STATED EXERCISE
Locate each line in the rows below that contains the string "paved" and copy every such line in full. The match is case-sensitive.

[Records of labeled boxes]
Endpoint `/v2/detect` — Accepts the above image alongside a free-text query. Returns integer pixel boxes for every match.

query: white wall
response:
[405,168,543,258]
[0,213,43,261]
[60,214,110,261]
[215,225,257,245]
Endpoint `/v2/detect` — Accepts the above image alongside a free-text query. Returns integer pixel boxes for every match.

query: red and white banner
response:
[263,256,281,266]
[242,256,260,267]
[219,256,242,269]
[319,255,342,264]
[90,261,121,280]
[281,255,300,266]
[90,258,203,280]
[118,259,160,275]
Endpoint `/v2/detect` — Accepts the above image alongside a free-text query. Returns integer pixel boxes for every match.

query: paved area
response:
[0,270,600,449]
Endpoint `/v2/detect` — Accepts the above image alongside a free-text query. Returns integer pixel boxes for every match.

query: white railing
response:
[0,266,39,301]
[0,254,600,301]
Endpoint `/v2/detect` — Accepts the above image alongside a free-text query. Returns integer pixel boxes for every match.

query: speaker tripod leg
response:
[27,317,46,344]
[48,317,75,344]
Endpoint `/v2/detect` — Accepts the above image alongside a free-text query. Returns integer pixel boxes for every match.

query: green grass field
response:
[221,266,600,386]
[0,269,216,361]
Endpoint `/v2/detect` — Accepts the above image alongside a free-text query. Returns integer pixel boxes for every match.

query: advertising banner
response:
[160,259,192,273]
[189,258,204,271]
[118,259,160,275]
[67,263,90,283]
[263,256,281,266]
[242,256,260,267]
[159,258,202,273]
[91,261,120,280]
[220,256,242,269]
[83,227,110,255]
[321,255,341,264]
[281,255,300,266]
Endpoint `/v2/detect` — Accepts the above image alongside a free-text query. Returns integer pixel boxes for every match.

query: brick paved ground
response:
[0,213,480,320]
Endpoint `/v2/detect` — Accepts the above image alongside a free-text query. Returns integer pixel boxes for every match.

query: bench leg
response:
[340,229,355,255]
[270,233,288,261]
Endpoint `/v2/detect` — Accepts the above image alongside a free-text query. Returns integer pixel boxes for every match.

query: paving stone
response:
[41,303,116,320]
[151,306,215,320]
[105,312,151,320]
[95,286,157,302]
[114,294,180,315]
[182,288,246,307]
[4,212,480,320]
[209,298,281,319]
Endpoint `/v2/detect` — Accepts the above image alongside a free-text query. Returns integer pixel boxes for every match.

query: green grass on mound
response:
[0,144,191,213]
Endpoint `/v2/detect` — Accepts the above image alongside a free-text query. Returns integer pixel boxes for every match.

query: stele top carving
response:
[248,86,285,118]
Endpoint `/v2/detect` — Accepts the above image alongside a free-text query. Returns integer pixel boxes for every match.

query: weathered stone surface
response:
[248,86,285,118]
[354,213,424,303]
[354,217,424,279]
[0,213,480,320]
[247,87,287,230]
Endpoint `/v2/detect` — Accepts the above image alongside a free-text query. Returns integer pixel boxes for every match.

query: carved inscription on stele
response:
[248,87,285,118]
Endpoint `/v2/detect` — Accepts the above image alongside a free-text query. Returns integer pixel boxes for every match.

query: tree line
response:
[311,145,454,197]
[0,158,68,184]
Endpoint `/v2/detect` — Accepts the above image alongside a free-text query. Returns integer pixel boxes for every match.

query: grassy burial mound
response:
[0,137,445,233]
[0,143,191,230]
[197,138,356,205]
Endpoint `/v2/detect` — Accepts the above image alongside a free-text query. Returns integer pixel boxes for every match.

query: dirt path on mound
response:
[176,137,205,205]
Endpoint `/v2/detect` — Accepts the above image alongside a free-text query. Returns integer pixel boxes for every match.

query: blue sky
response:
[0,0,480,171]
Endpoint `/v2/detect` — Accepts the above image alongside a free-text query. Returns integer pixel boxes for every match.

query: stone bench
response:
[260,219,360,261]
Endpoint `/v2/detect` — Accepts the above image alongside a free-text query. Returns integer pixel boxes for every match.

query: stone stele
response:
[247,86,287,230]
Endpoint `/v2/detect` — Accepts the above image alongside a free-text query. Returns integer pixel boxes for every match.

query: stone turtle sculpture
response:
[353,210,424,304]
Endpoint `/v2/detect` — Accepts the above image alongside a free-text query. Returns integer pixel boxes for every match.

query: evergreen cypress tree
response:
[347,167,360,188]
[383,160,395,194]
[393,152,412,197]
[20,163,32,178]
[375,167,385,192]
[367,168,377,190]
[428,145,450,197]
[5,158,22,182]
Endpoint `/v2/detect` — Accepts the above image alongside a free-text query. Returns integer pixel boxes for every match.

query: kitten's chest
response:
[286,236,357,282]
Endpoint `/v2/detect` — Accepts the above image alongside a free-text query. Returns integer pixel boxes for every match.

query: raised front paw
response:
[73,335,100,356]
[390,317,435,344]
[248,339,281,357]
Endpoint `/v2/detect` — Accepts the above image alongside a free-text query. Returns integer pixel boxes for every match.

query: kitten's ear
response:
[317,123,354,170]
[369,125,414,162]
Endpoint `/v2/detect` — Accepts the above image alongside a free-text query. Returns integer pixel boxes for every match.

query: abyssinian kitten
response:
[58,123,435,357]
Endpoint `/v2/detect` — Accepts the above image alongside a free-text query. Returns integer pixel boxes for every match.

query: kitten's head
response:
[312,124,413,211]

THE RESPONSE
query: paved area
query: brick paved ground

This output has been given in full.